====== TEXT PASSAGE ======
Oooh, I like the 1-10, 10-1.  I'm going to use that!!!  Thanks!!

I've had great success with kettlebell lifting, as taught by Pavel Tsatsouline.  It's really helped me to both absorb and deliver shock.  Assorted push ups, horse stance and other MA drills are also great.  One exercise in particular that can really suck is called 'squat thrusts' (I don't make up the names).  Squat down, then place your hands on the ground and kick your feet back into pushup position.  Do a pushup and than kick your feet back to the squat position and stand up.  Repeat.  Many, many times.  It's very enjoyable.

For striking speed (punches or kicks), candle training does wonders.


----------



## Pyros (Feb 8, 2003)

The hindu push-up is also known with other names, such as "the dive bomber" and "the tiger stretch".


----------



## jfarnsworth (Feb 8, 2003)

> _Originally posted by RyuShiKan _
> *One exercise we do is 1 to 10 and 10 to 1.
> 
> This is done by doing 1 squat, 1 push up and then 1 sit up/crunch.
> ...



Cool Idea thanks for posting it.


----------



## A.R.K. (Feb 8, 2003)

It is a great exercise.  We call them a pyramid at the academy.  The only difference is that we do them with the military 4 count and work up to 20 then back down.  Takes a bit of time but you know you've done something afterwards  

I have heard of the kettle training and am interested in the idea.

Here is a tidbit to shoot for, the world record for Hindu squats in 9001.  Set by Karl Koch in 4 1/2 hours.  

Matt Furey did 2000 to ring in the year 2000.  My friend Gary was able to complete just over 1600 the same evening.  

Take care


----------



## Matt Stone (Feb 8, 2003)

I've heard the "hindu push up" called a lot of things...  No doubt it is a nasty thing.

How do you do a "hindu squat?"  I may have seen it by another name, but please explain it...  I love doing squats, and sent my office members into convulsions (well, not really, but darn close) at PT last week by making them do "only a few."

They failed to perform the Janda situps correctly, no matter how much correction I provided, so they did not fully appreciate how evil it is...  What can I say?  Sometimes soldiers are not so bright...  

Gambarimasu.
:asian:


----------



## A.R.K. (Feb 8, 2003)

Yiliquan1,

I found an article for you on the Hindu Squat with photos as well as the Hindu push ups we were talking about before;



http://www.cbass.com/Furey.htm

Love them!  Hurts so gooood :waah:


----------



## Matt Stone (Feb 8, 2003)

But I like Pavel's squats better...  Exactly the same thing, essentially, but instead of coming up on the toes on the upward recovery movement, the pressure is kept through the heels.

I can see where hindu squats would work the calves as well as the quads and hams, but by keeping the pressure through the heels the hams and glutes are tweaked just a tad bit more (in my opinion).

Good exercise though.  How many reps of the squats do you do?  Pavel recommends a number equal to your age, and at least 100 - 300 a day if you have bad knees...  Seems contradictory, but having bad knees I can vouch for the fact that my knees actually feel better doing loads of squats than they do when I don't.
====== DATA LINES ======
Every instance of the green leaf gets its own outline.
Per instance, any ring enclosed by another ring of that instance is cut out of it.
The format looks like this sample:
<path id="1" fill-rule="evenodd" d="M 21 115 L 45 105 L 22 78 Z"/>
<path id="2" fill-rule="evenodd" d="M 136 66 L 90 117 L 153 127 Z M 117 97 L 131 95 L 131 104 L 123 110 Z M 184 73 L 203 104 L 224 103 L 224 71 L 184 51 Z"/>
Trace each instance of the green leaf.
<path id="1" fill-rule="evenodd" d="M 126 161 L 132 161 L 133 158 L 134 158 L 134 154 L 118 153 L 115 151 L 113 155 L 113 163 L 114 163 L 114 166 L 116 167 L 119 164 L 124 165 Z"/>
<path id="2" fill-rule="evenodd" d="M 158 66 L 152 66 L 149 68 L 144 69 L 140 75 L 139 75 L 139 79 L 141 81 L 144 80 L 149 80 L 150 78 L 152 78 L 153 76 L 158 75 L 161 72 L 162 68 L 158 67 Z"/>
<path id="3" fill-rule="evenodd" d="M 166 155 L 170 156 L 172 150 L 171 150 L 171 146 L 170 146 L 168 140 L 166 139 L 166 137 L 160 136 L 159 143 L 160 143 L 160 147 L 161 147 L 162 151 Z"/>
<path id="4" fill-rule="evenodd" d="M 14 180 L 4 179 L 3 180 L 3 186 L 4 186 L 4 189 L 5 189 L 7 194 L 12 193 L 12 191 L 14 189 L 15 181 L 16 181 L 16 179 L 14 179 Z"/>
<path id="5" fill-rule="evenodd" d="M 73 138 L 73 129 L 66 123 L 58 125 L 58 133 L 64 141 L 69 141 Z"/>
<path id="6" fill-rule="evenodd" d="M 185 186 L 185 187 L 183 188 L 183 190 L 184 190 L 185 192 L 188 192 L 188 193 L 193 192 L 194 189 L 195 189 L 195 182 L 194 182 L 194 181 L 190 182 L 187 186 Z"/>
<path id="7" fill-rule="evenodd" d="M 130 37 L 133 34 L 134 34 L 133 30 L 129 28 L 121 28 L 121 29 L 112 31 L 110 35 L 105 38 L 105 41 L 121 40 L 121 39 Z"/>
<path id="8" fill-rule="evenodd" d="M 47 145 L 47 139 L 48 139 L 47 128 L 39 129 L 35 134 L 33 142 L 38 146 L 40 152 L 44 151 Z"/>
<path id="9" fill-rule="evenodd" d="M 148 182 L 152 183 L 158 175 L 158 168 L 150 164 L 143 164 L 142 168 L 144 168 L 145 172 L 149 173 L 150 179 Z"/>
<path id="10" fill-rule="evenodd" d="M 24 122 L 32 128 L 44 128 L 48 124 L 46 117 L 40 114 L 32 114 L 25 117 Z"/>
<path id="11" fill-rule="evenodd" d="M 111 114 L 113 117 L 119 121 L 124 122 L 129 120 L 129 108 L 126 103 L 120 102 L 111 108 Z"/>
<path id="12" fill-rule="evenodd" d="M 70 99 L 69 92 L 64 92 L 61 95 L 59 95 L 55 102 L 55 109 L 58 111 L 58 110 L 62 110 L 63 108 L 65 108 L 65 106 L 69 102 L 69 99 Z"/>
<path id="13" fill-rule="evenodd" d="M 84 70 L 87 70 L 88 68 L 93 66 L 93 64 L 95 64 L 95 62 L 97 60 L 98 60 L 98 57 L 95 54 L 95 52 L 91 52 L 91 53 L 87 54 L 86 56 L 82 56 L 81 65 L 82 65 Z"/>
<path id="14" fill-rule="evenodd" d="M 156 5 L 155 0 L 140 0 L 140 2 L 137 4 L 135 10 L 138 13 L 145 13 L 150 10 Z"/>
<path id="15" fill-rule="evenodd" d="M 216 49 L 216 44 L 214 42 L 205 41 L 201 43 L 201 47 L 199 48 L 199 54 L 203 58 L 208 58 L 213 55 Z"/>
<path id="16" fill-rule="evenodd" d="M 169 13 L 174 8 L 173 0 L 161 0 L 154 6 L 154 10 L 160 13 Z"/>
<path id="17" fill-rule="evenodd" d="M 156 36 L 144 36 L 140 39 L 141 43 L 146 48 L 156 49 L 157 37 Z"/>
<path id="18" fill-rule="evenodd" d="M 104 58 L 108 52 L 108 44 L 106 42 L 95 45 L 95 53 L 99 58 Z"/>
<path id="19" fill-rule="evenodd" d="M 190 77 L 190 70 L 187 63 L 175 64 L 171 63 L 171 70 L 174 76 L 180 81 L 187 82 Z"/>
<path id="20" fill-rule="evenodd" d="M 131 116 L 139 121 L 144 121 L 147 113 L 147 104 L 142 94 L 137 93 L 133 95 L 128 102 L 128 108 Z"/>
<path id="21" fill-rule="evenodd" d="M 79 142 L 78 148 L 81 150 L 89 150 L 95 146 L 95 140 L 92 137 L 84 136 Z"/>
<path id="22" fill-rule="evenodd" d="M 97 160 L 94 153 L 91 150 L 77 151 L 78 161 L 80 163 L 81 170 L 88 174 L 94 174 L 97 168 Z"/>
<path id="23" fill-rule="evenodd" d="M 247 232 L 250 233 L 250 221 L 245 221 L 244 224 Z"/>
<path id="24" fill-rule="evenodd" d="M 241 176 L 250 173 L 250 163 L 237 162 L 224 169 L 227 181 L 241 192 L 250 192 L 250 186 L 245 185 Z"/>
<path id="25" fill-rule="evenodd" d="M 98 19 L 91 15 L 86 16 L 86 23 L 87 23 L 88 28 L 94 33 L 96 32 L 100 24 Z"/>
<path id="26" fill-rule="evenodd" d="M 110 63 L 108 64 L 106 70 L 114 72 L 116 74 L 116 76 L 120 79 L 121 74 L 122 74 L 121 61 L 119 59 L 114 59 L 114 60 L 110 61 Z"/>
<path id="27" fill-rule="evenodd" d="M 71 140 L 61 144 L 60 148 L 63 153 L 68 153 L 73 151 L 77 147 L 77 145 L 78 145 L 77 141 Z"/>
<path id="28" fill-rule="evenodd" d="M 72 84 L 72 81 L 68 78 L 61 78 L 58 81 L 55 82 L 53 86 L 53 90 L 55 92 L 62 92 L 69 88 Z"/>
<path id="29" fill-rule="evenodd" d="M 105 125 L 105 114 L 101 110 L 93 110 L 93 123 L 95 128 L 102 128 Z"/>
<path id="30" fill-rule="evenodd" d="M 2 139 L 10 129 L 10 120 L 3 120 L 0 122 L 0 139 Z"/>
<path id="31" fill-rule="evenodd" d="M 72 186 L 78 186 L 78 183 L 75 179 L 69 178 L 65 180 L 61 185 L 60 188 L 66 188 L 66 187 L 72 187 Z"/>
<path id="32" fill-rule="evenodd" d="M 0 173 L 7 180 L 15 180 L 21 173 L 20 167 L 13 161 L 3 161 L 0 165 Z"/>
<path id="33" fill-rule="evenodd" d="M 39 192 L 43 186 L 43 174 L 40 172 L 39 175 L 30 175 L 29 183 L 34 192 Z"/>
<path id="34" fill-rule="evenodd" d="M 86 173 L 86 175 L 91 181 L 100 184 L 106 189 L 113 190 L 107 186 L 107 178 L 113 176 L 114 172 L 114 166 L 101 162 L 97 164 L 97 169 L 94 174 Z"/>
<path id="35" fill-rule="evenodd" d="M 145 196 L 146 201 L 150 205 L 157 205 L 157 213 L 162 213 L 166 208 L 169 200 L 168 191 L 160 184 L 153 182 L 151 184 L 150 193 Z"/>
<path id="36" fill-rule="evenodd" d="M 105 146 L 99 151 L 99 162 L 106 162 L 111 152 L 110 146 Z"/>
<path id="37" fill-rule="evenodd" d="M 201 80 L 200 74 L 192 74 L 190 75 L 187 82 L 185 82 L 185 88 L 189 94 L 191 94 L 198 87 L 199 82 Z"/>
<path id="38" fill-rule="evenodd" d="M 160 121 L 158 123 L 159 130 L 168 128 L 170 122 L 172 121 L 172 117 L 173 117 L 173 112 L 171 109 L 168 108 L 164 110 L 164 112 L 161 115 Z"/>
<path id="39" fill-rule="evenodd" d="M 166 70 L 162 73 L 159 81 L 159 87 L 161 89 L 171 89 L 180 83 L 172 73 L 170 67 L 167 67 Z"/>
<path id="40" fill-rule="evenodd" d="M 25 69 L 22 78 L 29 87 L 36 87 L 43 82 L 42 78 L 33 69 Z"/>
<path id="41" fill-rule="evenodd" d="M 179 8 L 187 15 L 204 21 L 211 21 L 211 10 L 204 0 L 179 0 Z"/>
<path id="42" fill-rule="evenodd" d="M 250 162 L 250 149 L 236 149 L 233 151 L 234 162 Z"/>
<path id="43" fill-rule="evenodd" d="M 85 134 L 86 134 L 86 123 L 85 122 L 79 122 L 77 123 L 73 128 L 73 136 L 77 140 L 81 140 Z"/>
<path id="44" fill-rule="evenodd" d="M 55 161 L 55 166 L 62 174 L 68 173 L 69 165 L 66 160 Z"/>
======
GIVEN TASK 1
Summarize the exercise thread in two sentences.
GIVEN TASK 2
Return the passage of the exercise thread between "Here is a tidbit" and "the same evening.", inclusive.

TASK RESPONSE 1
Posters share conditioning exercises, including kettlebell lifting, squat thrusts, candle training for striking speed, and a 1-to-10-and-back routine of squats, push-ups and sit-ups. They also discuss Hindu push-ups and Hindu squats, with one poster preferring Pavel's squats, which keep the pressure through the heels instead of coming up on the toes.

TASK RESPONSE 2
Here is a tidbit to shoot for, the world record for Hindu squats in 9001.  Set by Karl Koch in 4 1/2 hours.  

Matt Furey did 2000 to ring in the year 2000.  My friend Gary was able to complete just over 1600 the same evening.